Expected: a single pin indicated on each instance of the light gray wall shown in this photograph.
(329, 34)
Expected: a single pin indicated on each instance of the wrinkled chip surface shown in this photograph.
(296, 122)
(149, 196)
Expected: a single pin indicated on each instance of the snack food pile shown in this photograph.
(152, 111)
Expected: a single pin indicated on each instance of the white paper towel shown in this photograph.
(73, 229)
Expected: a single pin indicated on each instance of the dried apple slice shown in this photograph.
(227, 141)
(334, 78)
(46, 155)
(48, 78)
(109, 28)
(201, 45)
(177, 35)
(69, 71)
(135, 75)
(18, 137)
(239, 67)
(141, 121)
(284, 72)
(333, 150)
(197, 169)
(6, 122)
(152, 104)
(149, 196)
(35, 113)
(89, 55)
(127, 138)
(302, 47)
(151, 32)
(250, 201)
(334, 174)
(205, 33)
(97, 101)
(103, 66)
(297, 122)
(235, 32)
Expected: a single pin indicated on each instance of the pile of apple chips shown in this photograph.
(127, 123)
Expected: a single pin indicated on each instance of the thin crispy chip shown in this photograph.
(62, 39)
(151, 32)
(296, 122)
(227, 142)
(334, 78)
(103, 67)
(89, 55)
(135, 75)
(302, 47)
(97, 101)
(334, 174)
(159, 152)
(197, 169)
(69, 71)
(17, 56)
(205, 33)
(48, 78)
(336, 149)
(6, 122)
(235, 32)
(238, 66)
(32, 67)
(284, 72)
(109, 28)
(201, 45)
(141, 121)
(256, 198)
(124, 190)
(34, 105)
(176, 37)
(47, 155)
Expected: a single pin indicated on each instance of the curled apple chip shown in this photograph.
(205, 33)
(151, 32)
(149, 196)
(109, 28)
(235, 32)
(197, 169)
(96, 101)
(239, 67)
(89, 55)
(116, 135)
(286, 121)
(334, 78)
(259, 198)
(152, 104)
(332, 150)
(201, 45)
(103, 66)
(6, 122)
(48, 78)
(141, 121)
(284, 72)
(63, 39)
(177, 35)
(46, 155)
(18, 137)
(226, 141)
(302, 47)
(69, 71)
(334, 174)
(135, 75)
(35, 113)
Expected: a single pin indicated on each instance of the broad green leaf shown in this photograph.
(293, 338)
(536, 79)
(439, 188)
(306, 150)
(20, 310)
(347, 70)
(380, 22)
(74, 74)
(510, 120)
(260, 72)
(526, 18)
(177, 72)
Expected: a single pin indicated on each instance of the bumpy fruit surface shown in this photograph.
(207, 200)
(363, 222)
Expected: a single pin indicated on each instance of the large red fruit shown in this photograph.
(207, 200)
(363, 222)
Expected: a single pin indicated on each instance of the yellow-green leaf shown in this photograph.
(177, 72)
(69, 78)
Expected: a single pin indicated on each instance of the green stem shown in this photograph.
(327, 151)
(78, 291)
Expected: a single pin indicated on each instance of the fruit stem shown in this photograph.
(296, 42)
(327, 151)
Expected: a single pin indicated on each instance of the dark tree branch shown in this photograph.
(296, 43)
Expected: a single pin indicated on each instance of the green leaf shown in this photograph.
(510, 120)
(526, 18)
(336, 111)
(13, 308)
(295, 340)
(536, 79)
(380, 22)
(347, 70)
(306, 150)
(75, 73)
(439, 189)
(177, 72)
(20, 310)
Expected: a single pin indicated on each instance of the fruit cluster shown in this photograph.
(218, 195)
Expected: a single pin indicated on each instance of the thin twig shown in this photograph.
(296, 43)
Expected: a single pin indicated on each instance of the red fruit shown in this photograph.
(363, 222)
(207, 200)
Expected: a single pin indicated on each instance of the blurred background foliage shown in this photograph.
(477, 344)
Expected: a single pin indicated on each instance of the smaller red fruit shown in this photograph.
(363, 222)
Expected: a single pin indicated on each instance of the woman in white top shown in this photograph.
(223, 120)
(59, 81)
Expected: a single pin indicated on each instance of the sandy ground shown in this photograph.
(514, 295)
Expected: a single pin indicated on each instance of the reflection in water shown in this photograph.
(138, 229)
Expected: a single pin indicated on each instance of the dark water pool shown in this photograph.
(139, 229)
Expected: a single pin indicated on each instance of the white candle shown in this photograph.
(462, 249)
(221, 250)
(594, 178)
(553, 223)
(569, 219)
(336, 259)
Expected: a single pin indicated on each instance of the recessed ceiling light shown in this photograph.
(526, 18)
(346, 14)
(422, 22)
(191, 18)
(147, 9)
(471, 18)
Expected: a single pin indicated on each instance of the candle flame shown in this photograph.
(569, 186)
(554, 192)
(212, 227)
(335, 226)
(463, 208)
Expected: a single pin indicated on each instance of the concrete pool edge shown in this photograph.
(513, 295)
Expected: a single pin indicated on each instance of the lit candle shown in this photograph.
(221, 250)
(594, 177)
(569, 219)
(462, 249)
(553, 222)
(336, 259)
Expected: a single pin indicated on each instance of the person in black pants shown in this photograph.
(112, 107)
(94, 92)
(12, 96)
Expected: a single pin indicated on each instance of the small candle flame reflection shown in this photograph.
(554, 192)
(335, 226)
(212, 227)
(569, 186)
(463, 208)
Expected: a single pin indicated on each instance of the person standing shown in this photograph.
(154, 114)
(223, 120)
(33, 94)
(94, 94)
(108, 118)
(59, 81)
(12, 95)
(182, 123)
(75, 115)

● **WRITTEN EXERCISE**
Copy out every one of the items above word for word, keeping each line as it is.

● **THE RESPONSE**
Expected: a single pin indicated on each instance of the light gray wall shown in this photograph.
(329, 34)
Expected: a single pin indicated on each instance of the wrinkled chip surface shown in this photograph.
(296, 122)
(149, 196)
Expected: a single pin indicated on each instance of the snack food pile shown in this photograph.
(152, 111)
Expected: a single pin indicated on each instance of the white paper towel shown in this photograph.
(73, 229)
Expected: a single pin indicated on each instance of the dried apple slice shown in this photograph.
(227, 141)
(334, 78)
(46, 155)
(48, 78)
(109, 28)
(201, 45)
(177, 35)
(69, 71)
(135, 75)
(18, 137)
(239, 67)
(141, 121)
(284, 72)
(333, 150)
(197, 169)
(6, 122)
(152, 104)
(149, 196)
(35, 113)
(89, 55)
(127, 138)
(302, 47)
(151, 32)
(250, 201)
(334, 174)
(205, 33)
(97, 101)
(103, 66)
(297, 122)
(235, 32)
Expected: a single pin indicated on each instance of the pile of apple chips shown in this photograph.
(127, 123)
Expected: a single pin indicated on each instance of the thin crispy chip shown in this photograph.
(62, 39)
(151, 32)
(296, 122)
(227, 142)
(334, 78)
(103, 67)
(89, 55)
(135, 75)
(302, 47)
(97, 101)
(334, 174)
(159, 152)
(197, 169)
(69, 71)
(17, 56)
(205, 33)
(48, 78)
(336, 149)
(6, 122)
(235, 32)
(238, 66)
(32, 67)
(284, 72)
(109, 28)
(201, 45)
(141, 121)
(256, 198)
(124, 190)
(34, 105)
(176, 37)
(47, 155)
Expected: a single pin indicated on each instance of the curled apple chip shown in this photograph.
(205, 33)
(151, 32)
(149, 196)
(109, 28)
(235, 32)
(197, 169)
(96, 101)
(239, 67)
(89, 55)
(116, 135)
(286, 121)
(334, 78)
(259, 198)
(152, 104)
(332, 150)
(201, 45)
(103, 66)
(6, 122)
(48, 78)
(141, 121)
(284, 72)
(63, 39)
(177, 35)
(46, 155)
(18, 137)
(226, 141)
(302, 47)
(69, 71)
(334, 174)
(135, 75)
(35, 113)
Expected: a single pin indicated on each instance of the broad green leaf shown in this photograph.
(293, 338)
(536, 79)
(439, 188)
(306, 150)
(20, 310)
(347, 70)
(380, 22)
(74, 74)
(510, 120)
(260, 72)
(526, 18)
(177, 72)
Expected: a single pin indicated on each instance of the bumpy fruit surface shown in this photograph.
(207, 200)
(363, 222)
Expected: a single pin indicated on each instance of the large red fruit shown in this photograph.
(207, 200)
(363, 222)
Expected: a single pin indicated on each instance of the yellow-green leaf shown in this photograph.
(177, 72)
(69, 78)
Expected: a single pin indicated on each instance of the green stem shown in this photograph.
(327, 151)
(78, 291)
Expected: a single pin indicated on each instance of the fruit stem shown in this photograph.
(296, 42)
(327, 151)
Expected: a single pin indicated on each instance of the dark tree branch shown in this photograph.
(296, 43)
Expected: a single pin indicated on each instance of the green leaf shown in this photograph.
(510, 120)
(526, 18)
(336, 111)
(13, 308)
(295, 340)
(536, 79)
(380, 22)
(347, 70)
(306, 150)
(75, 73)
(439, 189)
(177, 72)
(20, 310)
Expected: a single pin indicated on each instance of the fruit cluster shown in this photograph.
(218, 195)
Expected: a single pin indicated on each instance of the thin twig shown in this photograph.
(296, 43)
Expected: a single pin indicated on each instance of the red fruit shown in this photograph.
(363, 222)
(207, 200)
Expected: a single pin indicated on each instance of the blurred background foliage shown in this photograph.
(477, 344)
Expected: a single pin indicated on each instance of the smaller red fruit shown in this photograph.
(363, 222)
Expected: a single pin indicated on each instance of the woman in white top shown in this photograph.
(223, 120)
(59, 81)
Expected: a single pin indicated on each instance of the sandy ground shown in this photograph.
(514, 295)
Expected: a single pin indicated on each instance of the reflection in water shown in this photograph.
(138, 229)
Expected: a single pin indicated on each instance of the dark water pool shown in this photograph.
(139, 229)
Expected: a single pin indicated on each instance of the white candle shown in this photograph.
(462, 249)
(221, 250)
(594, 178)
(553, 223)
(569, 219)
(336, 259)
Expected: a single pin indicated on each instance of the recessed ceiling light shown in this photograph.
(526, 18)
(346, 14)
(422, 22)
(191, 18)
(147, 9)
(471, 18)
Expected: a single pin indicated on each instance of the candle flame shown in this photograph.
(569, 186)
(554, 192)
(212, 227)
(335, 226)
(463, 208)
Expected: a single pin indicated on each instance of the concrete pool edge shown in this photograph.
(513, 295)
Expected: a single pin indicated on each instance of the lit candle shown in this photograph.
(221, 250)
(594, 177)
(569, 219)
(462, 249)
(553, 222)
(336, 259)
Expected: a single pin indicated on each instance of the person in black pants shown in this photograph.
(112, 107)
(94, 92)
(12, 96)
Expected: a single pin indicated on each instance of the small candle flame reflection shown in this photograph.
(554, 192)
(335, 226)
(212, 227)
(569, 186)
(463, 208)
Expected: a single pin indicated on each instance of the person standing shown in this photograph.
(154, 114)
(223, 120)
(33, 94)
(94, 94)
(108, 118)
(59, 81)
(12, 95)
(182, 123)
(75, 115)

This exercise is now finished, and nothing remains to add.